DOCUMENT EXCERPT:

In many yards, you’ll find flower beds and a veggie patch and never the twain shall meet. However, many edible plants also make handsome additions to your garden. Case in point: Harry Holding’s The School Food Matters Garden at this year’s Chelsea Flower Show, which was composed entirely of edible plants. In Holding’s thinking, Why should we keep perennials separate in the traditional long border and confine edible plants to a kitchen garden or allotment? The resulting edible garden was much more like a flower garden than a raised bed with rows of tomatoes. These “edimental” (a portmanteau of edible and ornamental) plants popped up in several other gardens at Chelsea, including U.K. garden designer and writer Manoj Malde’s design that included pineapple, guava, fennel, oregano, thyme, and cardoons. Clearly, edible plants are having their moment in formal gardens.

The pretty-but-edible category of plants is vast, and many edible plants are already used decoratively–think of herbs like sage, rosemary, and thyme; likewise, fruit trees and shrubs have long been planted for their ornamental quality (is there anything prettier than an espaliered pear?). But garden designers are getting more creative about what edible plants can be used outside the vegetable patch and how they use them. Many of these plants also happen to be perennial, meaning they’re more low-maintenance than the typical annual vegetables, which are both time-consuming and water-intensive.

SOURCE DATA:
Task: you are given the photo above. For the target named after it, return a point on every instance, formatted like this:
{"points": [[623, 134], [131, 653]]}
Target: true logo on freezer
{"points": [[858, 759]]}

STATED GOAL 1:
Condense the edible-plants paragraph that begins "The pretty-but-edible category" into a short bulleted list that keeps its main facts.
STATED GOAL 2:
Retype the edible-plants excerpt word for word, from "In many yards, you’ll" to "in formal gardens.".
Work only from the edible-plants excerpt; set the listing aside.

TASK RESPONSE 1:
- Many edible plants are pretty, and a number are already grown for decoration, such as sage, rosemary, and thyme, plus fruit trees and shrubs.
- Garden designers are becoming more inventive about which edible plants they use beyond the vegetable patch and how they use them.
- Many of these plants are perennial, so they need less upkeep than typical annual vegetables, which take a lot of time and water.

TASK RESPONSE 2:
In many yards, you’ll find flower beds and a veggie patch and never the twain shall meet. However, many edible plants also make handsome additions to your garden. Case in point: Harry Holding’s The School Food Matters Garden at this year’s Chelsea Flower Show, which was composed entirely of edible plants. In Holding’s thinking, Why should we keep perennials separate in the traditional long border and confine edible plants to a kitchen garden or allotment? The resulting edible garden was much more like a flower garden than a raised bed with rows of tomatoes. These “edimental” (a portmanteau of edible and ornamental) plants popped up in several other gardens at Chelsea, including U.K. garden designer and writer Manoj Malde’s design that included pineapple, guava, fennel, oregano, thyme, and cardoons. Clearly, edible plants are having their moment in formal gardens.